There had never been a slump that went so deep or lasted so long. Three years after it started there was still no sign of recovery. In the US and Germany fully one third of the workforce were jobless, and in Britain one fifth. It was not only industrial workers who were hit in Germany and the US. White collar workers, who still regarded themselves as middle class, were thrown on the scrapheap, and farmers were hard-pressed by the banks as prices for their crops slumped.

Just as a war in Europe automatically became a world war, so a slump in the US and Western Europe became a world slump. It devastated Third World countries whose economies had been tailored to produce food and raw materials. Suddenly there was no market for their output. People only recently pulled into the world of money were deprived of access to it, yet they no longer had any other means of obtaining a livelihood.

The crisis did not just hit the exploited classes. It wreaked havoc within the ruling class, as long-established firms went bust. Financiers were terrified of joining the ranks of the bankrupt, and industrialists saw their profits disappear along with their markets. They turned to the state to help see off foreign competition, and there were successive devaluations of national currencies as the capitalists of each country tried to undercut the prices of rivals. Country after country imposed tariffs and quotas, taxing and restricting imports. Even Britain, the bastion of free trade since 1846, opted for such methods. World trade fell to a third of the 1928 figure. But despite the myths spread by some politicians and economists since, it was not the controls on trade which created the slump—which was well underway before they were introduced—but the slump which led to the controls.
-=-=-
Aim A: Name every country the excerpt about the slump mentions by name.
Aim B: Reproduce the excerpt about the slump from "The crisis did" to "to the controls.".

Supplied material:
-=-=-
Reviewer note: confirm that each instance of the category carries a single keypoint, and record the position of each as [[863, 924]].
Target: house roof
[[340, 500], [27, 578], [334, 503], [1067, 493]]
-=-=-
Written reply A: The US, Germany, Britain

Written reply B:
The crisis did not just hit the exploited classes. It wreaked havoc within the ruling class, as long-established firms went bust. Financiers were terrified of joining the ranks of the bankrupt, and industrialists saw their profits disappear along with their markets. They turned to the state to help see off foreign competition, and there were successive devaluations of national currencies as the capitalists of each country tried to undercut the prices of rivals. Country after country imposed tariffs and quotas, taxing and restricting imports. Even Britain, the bastion of free trade since 1846, opted for such methods. World trade fell to a third of the 1928 figure. But despite the myths spread by some politicians and economists since, it was not the controls on trade which created the slump—which was well underway before they were introduced—but the slump which led to the controls.